Texte fourni =>
=======

Sous cette nouvelle formation, ils reviennent en 1994 avec le single
This is not a Door sur le label londonien Guided Missile.
La pochette, comme à chaque fois pour leurs singles, est remarquable.
Savant pliage avec poster-photo décalé en mode verso,
carte postale et paroles à l'intérieur. La ligne musicale
ne change pas mais s'enrichit avec l'arrivée des deux nouveaux
membres. Le jeu de Bateman est iconoclaste, exotique, jazzy, virevoltant
sans avoir l'air d'y toucher, particulièrement sur le fabuleux
More Land Home. Si la voix de Carstairs garde cette caractéristique
du flot continu, elle apporte également plus de variétés.

=======

Données présentées =>
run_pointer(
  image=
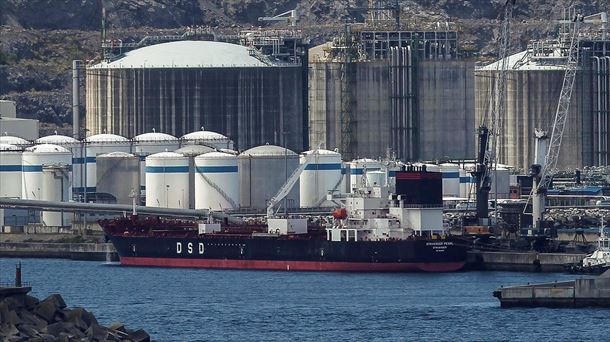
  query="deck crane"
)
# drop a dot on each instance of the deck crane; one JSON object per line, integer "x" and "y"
{"x": 544, "y": 167}
{"x": 488, "y": 131}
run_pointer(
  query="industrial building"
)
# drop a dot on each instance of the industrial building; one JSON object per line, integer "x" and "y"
{"x": 379, "y": 93}
{"x": 533, "y": 87}
{"x": 252, "y": 92}
{"x": 11, "y": 125}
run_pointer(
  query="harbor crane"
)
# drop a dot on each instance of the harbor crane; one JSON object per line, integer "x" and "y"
{"x": 489, "y": 129}
{"x": 547, "y": 149}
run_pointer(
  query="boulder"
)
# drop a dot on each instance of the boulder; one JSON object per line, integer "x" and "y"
{"x": 28, "y": 330}
{"x": 97, "y": 333}
{"x": 139, "y": 336}
{"x": 46, "y": 310}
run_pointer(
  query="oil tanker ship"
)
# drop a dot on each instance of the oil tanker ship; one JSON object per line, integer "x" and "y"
{"x": 373, "y": 230}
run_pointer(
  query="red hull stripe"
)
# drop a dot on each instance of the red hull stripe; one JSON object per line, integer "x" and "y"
{"x": 293, "y": 265}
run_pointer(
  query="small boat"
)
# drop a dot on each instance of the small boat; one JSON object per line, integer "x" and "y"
{"x": 598, "y": 261}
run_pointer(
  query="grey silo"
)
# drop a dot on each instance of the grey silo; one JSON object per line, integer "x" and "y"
{"x": 178, "y": 87}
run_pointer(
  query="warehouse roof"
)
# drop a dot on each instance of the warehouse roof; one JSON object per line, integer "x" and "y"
{"x": 523, "y": 61}
{"x": 185, "y": 54}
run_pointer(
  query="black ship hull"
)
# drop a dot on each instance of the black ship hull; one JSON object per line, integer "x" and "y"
{"x": 277, "y": 253}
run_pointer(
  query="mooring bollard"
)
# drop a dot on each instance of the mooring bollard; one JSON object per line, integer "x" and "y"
{"x": 18, "y": 275}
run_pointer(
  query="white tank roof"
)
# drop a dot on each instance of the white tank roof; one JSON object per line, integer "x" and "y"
{"x": 194, "y": 150}
{"x": 324, "y": 152}
{"x": 56, "y": 139}
{"x": 154, "y": 136}
{"x": 268, "y": 150}
{"x": 116, "y": 154}
{"x": 9, "y": 147}
{"x": 522, "y": 61}
{"x": 204, "y": 135}
{"x": 12, "y": 140}
{"x": 105, "y": 137}
{"x": 185, "y": 54}
{"x": 47, "y": 148}
{"x": 165, "y": 155}
{"x": 216, "y": 155}
{"x": 365, "y": 160}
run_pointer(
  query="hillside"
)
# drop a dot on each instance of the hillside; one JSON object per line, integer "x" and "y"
{"x": 36, "y": 50}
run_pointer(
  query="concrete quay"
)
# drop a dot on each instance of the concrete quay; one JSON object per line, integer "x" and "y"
{"x": 575, "y": 293}
{"x": 520, "y": 261}
{"x": 73, "y": 251}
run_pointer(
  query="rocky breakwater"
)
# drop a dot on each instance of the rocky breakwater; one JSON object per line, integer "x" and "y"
{"x": 25, "y": 318}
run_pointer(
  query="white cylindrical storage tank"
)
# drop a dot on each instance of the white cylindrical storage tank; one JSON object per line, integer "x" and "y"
{"x": 46, "y": 171}
{"x": 55, "y": 188}
{"x": 207, "y": 138}
{"x": 167, "y": 174}
{"x": 500, "y": 180}
{"x": 357, "y": 170}
{"x": 76, "y": 148}
{"x": 16, "y": 141}
{"x": 262, "y": 172}
{"x": 376, "y": 178}
{"x": 451, "y": 179}
{"x": 10, "y": 171}
{"x": 192, "y": 151}
{"x": 96, "y": 145}
{"x": 118, "y": 176}
{"x": 322, "y": 175}
{"x": 149, "y": 143}
{"x": 216, "y": 181}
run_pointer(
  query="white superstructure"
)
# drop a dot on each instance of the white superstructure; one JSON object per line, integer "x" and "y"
{"x": 451, "y": 179}
{"x": 322, "y": 175}
{"x": 373, "y": 213}
{"x": 167, "y": 176}
{"x": 216, "y": 181}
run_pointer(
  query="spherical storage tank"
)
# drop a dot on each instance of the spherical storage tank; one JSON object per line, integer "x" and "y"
{"x": 10, "y": 171}
{"x": 149, "y": 143}
{"x": 262, "y": 172}
{"x": 360, "y": 167}
{"x": 167, "y": 177}
{"x": 118, "y": 175}
{"x": 178, "y": 87}
{"x": 207, "y": 138}
{"x": 451, "y": 179}
{"x": 101, "y": 144}
{"x": 321, "y": 175}
{"x": 76, "y": 148}
{"x": 12, "y": 140}
{"x": 216, "y": 181}
{"x": 46, "y": 176}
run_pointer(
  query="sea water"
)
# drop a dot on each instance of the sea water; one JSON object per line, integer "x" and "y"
{"x": 236, "y": 305}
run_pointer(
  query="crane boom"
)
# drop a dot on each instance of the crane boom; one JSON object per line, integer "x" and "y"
{"x": 561, "y": 114}
{"x": 489, "y": 130}
{"x": 543, "y": 174}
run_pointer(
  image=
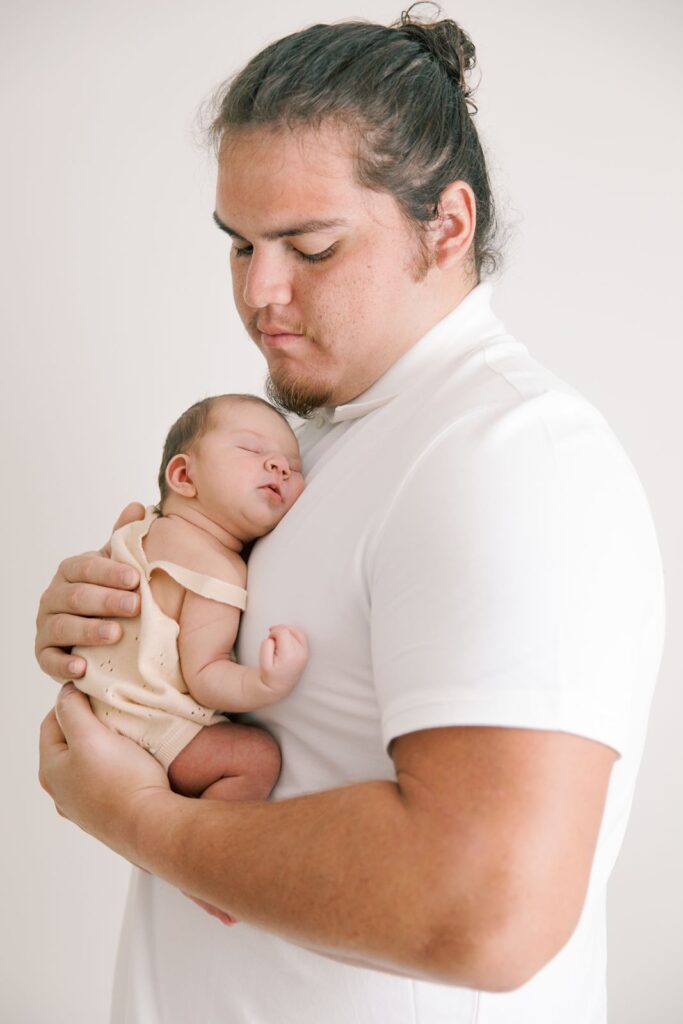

=======

Objectif visé => Prolongez la chronique musicale sur le single « This is not a Door » en reprenant juste après sa dernière phrase.

Réponse attendue =>
Paroles incompréhensibles, bien qu'elles soient imprimées
sur la pochette, elles sont tour à tour chantées, mélodiques
ou en mode parlé, un panel de déclamations qui fait
de ce chant un instrument à part entière. La musique
raconte elle aussi une histoire. C'est plein de chausse-trapes, sinueux,
entraînant sans qu'on ne sache jamais où le morceau va
nous emmener. Tony Kennedy nous sort encore des lignes de basse à
tomber et le batteur ne semble jamais faire deux fois la même
chose. Trois ans de silence mais Badgewearer revient en très
grande forme et ces cinq titres lancent Badgewearer sur un chemin
qui jamais ne les verra faiblir.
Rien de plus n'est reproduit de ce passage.